Return every line of the material exactly.

START Rows

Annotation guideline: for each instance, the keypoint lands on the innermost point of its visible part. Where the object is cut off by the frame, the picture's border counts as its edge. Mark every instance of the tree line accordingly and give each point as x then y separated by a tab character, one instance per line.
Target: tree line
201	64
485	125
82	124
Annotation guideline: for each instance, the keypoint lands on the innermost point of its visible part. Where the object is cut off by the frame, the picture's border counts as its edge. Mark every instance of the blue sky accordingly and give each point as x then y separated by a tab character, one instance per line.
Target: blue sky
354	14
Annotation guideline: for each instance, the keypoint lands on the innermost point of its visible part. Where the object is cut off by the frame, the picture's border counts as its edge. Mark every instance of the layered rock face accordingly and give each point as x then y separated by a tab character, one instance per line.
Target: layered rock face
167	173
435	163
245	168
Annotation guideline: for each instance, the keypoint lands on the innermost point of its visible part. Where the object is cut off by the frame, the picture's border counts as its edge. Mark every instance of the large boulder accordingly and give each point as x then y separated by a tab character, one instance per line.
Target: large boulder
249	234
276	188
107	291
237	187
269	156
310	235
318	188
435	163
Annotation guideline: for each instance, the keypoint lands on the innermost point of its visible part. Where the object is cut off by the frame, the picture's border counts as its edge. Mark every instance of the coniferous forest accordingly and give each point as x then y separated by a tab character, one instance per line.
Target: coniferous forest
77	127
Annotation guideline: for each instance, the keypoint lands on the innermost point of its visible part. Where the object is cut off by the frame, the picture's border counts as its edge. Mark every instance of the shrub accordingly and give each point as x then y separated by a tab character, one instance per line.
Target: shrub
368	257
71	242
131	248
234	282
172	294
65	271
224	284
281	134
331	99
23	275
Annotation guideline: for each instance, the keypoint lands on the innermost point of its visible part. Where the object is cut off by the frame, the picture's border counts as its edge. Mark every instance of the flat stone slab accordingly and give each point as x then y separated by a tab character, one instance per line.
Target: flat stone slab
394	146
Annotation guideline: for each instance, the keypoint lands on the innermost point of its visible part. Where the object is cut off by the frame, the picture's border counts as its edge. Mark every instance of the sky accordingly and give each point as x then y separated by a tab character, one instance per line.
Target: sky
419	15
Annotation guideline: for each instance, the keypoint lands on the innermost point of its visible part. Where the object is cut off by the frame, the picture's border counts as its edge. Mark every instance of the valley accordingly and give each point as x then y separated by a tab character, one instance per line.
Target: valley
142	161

END Rows

Written reply »
Annotation guideline: for each instance, the keypoint lands on the innermost point of its visible part. Where the object is cut off by the frame, the picture's border counts as its edge. Mark every instance of the tree line accordingly and give each point as x then y separated by a tab character, one instance per line.
Target: tree line
201	64
485	125
82	124
Annotation guideline: for each instance, the keypoint lands on the innermost point of its visible part. Where the object is cut off by the frame, the picture's border counts as its edge. Mark every instance of the blue sky accordingly and give each point as x then y separated by a tab character, one instance per line.
Target: blue sky
354	14
Annotation guideline: for each instance, the keypoint lands on the innermost point of its visible part. Where the object is cut off by the frame, the picture's border counts as its edge. Mark every instance of the layered rock face accordingly and give each point as x then y separated by a tab character, one instance per line.
Target: layered rock face
167	173
435	163
245	168
Annotation guideline: for each instance, the keypoint lands on the innermost point of its visible part. Where the object is cut off by the frame, the picture's border counts as its edge. Mark every instance of the large boulder accordingly and give each point as x then y separated by a tab character, one instance per line.
Target: large boulder
249	234
276	188
107	291
237	187
269	156
310	235
318	188
435	163
Annotation guideline: for each instance, the keypoint lands on the innermost point of its visible part. Where the object is cut off by the frame, the picture's border counts as its edge. Mark every instance of the coniferous forest accordingly and give each point as x then y separated by a tab character, one instance per line.
Target: coniferous forest
77	127
Annotation guideline: for each instance, the keypoint lands on the innermost point of its visible part. Where the object is cut off by the frame, the picture's border counts as its edge. Mark every instance of the shrub accordingly and give each point as x then y separated by a tab character, one instance per line.
Target: shrub
368	257
71	242
131	248
234	282
172	294
65	271
224	284
281	134
331	99
23	275
Annotation guideline: for each instance, the keypoint lands on the innermost point of its visible part. Where the object is cut off by the frame, the picture's border counts as its edge. Mark every instance of the flat stone slab accordingly and give each point as x then y separated by a tab character, one instance per line.
Target: flat stone slab
394	146
Annotation guideline: for each instance, the keypoint lands on the innermost point of its visible part. Where the object is cut off by the frame, the picture's border counts as its edge. Mark every instance of the sky accordingly and give each point as x then y separated by a tab character, one instance per line.
Target: sky
419	15
Annotation guideline: for each instance, the keypoint lands on the innermost point of its visible part. Where the object is cut off by the frame, the picture's border counts as its edge. Mark every instance of the valley accordingly and give each point as x then y separated by a tab character, one instance per line.
Target: valley
142	161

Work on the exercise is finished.